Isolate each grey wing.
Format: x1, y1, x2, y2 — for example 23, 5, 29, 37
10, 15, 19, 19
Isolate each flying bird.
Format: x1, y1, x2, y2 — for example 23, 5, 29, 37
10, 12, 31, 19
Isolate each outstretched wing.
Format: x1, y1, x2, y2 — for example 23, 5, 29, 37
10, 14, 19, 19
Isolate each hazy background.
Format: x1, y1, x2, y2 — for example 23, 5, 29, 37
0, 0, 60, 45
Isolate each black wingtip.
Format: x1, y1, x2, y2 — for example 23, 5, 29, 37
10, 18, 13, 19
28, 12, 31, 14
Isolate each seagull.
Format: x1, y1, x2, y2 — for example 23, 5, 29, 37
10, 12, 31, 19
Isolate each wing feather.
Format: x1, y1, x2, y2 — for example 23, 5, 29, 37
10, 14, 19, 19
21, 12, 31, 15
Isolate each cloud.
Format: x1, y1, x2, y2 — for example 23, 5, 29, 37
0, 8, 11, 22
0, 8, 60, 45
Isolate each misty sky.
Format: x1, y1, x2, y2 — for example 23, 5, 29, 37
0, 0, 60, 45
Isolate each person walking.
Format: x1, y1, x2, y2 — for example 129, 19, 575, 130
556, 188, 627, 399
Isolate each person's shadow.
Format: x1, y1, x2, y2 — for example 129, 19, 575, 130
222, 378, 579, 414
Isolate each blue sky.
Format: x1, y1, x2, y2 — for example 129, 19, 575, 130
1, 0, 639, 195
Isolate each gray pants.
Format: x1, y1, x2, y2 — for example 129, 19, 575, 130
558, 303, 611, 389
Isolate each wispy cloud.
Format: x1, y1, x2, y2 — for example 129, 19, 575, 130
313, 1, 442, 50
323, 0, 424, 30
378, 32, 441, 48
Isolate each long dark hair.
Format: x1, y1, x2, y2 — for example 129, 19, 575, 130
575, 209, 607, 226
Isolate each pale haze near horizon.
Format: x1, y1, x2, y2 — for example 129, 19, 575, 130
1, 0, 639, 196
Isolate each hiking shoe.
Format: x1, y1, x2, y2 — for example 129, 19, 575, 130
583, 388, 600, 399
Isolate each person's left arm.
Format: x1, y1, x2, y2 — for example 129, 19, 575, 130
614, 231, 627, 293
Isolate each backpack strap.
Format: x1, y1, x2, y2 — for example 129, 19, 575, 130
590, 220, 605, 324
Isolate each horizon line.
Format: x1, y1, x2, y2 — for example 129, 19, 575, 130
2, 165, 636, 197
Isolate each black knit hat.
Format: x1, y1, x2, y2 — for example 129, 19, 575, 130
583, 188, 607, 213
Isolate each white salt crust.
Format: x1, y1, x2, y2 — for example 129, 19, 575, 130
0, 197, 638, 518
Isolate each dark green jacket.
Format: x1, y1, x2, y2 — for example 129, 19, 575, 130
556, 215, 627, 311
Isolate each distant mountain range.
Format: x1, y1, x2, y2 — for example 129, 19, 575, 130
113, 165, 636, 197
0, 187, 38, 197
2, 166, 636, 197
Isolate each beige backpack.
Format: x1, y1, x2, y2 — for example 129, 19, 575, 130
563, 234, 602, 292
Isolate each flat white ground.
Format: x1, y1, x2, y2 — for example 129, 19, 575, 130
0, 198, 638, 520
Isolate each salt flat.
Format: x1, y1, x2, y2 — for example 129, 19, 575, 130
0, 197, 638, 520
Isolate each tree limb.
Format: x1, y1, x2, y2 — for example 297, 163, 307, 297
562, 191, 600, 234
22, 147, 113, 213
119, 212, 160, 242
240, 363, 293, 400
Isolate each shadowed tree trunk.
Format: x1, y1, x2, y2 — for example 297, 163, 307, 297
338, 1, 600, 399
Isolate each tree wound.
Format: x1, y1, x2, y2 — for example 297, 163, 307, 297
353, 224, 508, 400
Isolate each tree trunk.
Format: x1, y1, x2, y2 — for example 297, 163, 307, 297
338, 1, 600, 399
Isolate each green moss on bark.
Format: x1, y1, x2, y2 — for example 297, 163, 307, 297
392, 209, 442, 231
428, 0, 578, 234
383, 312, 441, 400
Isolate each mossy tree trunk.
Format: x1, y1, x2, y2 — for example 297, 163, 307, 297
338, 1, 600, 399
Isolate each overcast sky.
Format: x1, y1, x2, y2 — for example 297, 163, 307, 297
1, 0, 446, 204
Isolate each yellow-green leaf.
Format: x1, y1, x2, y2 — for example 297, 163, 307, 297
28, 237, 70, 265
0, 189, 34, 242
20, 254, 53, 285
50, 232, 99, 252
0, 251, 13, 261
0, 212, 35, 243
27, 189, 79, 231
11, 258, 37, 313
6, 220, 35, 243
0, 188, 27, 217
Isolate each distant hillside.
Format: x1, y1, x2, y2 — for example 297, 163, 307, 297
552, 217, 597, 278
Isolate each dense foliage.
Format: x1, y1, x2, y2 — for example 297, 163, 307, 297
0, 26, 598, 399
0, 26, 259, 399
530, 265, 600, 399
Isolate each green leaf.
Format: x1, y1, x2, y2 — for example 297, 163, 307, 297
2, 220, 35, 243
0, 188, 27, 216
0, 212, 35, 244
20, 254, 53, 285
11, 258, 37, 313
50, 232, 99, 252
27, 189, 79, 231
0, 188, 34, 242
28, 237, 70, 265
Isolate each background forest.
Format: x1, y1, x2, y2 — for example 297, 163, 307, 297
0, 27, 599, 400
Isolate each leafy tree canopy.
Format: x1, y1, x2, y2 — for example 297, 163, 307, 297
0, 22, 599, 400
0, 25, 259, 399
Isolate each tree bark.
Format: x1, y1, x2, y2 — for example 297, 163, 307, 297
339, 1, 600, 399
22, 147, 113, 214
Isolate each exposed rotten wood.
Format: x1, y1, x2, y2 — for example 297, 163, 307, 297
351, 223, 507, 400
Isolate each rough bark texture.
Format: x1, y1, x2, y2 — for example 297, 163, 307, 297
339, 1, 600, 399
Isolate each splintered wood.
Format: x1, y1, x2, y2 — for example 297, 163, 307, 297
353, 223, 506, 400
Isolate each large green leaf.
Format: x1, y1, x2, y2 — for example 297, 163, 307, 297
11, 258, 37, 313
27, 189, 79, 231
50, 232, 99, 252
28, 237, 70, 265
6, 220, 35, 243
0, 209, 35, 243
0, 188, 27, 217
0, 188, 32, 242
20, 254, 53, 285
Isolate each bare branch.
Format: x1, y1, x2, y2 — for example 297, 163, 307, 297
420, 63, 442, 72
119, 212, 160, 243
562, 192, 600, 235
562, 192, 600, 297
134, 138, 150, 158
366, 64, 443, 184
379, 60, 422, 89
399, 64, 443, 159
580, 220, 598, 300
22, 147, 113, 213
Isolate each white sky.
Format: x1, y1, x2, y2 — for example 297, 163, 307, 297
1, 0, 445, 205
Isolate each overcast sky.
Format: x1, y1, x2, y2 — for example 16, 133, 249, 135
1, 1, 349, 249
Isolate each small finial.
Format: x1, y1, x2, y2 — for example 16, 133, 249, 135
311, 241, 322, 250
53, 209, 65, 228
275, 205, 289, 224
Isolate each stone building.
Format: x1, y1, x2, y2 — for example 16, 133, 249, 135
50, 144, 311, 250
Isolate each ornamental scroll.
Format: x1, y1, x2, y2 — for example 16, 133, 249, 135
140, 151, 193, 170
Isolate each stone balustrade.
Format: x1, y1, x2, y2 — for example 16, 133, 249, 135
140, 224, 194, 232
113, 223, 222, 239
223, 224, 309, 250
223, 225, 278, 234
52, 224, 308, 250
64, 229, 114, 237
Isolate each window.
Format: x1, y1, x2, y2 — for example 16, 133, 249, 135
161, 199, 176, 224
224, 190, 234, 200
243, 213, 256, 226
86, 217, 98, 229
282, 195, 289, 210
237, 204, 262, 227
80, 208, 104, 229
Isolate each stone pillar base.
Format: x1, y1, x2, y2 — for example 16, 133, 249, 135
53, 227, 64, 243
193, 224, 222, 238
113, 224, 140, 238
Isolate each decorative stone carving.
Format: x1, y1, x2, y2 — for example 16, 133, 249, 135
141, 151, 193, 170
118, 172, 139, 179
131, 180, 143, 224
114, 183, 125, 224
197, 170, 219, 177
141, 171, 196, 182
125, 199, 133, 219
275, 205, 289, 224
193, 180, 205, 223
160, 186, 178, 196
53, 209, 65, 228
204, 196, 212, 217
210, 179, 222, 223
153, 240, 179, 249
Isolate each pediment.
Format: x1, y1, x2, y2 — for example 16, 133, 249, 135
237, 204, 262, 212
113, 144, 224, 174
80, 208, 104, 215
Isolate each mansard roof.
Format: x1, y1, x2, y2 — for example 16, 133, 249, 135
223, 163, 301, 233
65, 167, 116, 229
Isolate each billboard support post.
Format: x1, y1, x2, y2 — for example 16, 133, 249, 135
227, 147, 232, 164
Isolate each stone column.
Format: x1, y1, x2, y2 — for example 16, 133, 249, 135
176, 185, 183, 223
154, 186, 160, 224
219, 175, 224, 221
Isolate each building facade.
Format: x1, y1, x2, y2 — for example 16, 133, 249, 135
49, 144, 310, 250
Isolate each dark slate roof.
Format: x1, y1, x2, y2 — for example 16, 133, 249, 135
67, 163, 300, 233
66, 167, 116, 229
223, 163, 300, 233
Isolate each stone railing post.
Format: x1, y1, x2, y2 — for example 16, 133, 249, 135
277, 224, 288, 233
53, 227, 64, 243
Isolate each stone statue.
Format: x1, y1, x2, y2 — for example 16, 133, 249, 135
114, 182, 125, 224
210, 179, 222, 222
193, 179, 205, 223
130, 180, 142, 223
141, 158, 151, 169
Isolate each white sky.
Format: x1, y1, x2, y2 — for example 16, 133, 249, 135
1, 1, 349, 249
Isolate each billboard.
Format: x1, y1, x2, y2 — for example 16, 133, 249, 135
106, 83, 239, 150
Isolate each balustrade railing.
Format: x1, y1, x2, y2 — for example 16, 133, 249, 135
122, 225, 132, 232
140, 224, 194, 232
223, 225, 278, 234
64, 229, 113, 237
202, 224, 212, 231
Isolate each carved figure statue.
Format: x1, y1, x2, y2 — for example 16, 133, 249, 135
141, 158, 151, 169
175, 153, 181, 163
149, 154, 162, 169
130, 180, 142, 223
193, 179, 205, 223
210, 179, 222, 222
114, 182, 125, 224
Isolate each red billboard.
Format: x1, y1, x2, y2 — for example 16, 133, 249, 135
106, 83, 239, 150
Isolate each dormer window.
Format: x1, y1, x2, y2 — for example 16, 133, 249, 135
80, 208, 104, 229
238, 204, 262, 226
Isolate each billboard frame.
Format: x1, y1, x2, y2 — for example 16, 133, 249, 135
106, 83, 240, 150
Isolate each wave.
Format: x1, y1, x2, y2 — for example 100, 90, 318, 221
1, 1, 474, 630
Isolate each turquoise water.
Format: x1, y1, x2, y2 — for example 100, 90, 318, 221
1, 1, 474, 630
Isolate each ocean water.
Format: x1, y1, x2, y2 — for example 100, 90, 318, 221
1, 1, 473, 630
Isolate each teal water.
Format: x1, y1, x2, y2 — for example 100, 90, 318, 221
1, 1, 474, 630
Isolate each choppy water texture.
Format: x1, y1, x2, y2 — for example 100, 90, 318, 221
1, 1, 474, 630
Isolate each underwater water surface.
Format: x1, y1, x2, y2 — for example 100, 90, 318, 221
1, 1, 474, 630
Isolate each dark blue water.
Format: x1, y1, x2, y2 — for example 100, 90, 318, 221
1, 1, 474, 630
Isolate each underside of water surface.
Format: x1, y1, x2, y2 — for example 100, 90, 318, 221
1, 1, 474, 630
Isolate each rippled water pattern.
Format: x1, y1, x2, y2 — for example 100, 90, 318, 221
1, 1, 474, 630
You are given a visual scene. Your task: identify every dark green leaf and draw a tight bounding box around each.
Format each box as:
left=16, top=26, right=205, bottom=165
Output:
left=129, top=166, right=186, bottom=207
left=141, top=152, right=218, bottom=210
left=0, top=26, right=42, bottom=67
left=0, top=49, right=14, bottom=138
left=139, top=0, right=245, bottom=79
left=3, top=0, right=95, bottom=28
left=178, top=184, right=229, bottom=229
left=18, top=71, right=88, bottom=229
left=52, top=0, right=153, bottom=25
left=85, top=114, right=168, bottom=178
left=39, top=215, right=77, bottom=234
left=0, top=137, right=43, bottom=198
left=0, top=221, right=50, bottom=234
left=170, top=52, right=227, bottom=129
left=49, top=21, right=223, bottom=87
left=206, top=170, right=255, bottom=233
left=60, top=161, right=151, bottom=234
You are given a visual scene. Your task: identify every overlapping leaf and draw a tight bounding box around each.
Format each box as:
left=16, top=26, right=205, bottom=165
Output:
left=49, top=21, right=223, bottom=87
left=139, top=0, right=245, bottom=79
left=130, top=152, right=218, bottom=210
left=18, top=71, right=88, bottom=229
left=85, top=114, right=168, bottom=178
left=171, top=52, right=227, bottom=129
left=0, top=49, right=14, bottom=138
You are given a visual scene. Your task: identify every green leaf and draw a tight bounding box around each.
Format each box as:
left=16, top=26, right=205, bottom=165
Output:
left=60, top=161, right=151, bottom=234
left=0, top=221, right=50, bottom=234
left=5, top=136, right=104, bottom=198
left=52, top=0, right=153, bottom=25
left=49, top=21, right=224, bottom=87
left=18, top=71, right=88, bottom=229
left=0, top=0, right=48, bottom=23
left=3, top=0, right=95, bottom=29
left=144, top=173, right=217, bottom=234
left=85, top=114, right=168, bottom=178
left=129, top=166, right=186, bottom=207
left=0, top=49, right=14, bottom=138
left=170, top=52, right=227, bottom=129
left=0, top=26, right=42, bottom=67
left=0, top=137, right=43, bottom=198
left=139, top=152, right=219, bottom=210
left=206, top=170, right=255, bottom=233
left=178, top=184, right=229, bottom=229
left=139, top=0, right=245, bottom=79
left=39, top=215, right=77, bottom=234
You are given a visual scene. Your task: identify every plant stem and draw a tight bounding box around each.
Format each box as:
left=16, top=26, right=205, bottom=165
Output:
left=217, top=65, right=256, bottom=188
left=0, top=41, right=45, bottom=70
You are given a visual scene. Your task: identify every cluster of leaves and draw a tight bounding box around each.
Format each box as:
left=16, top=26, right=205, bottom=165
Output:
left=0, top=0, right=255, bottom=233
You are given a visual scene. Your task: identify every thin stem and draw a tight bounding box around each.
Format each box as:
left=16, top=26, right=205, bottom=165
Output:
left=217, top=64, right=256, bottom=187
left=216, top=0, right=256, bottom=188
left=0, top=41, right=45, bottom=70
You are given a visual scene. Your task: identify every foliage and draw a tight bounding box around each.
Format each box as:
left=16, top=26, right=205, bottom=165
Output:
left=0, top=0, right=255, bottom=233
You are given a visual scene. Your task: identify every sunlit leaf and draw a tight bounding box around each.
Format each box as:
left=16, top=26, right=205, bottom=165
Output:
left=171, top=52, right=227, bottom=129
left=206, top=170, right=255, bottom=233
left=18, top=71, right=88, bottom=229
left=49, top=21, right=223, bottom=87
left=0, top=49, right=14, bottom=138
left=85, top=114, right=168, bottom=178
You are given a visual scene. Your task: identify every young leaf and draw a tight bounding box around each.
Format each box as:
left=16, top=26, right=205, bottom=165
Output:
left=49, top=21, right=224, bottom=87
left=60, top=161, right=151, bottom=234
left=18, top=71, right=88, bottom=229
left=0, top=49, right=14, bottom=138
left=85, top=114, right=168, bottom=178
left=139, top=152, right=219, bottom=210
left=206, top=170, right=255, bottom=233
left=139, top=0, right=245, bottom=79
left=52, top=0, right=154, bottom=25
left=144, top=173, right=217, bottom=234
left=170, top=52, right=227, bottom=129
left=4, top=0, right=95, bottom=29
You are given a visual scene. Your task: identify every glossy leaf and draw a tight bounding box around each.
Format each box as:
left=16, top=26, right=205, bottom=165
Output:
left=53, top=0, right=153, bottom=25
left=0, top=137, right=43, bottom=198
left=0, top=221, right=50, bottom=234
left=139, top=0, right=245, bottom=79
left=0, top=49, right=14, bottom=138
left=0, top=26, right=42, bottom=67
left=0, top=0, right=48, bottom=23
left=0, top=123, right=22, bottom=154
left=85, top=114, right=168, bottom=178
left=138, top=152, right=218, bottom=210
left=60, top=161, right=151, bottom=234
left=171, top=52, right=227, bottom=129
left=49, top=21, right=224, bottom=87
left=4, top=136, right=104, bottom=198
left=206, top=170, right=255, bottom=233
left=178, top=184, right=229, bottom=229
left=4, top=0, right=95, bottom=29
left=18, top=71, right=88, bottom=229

——————

### Exercise goal
A word-for-word copy of the lines above from the one with "Isolate each ornamental scroll." through the one with "Isolate each stone balustrade.", inclusive, is the only output wanted.

### Answer to the exercise
Isolate each ornamental scroll.
Format: x1, y1, x2, y2 — for example 16, 133, 249, 135
140, 151, 193, 170
Isolate each stone balustrade.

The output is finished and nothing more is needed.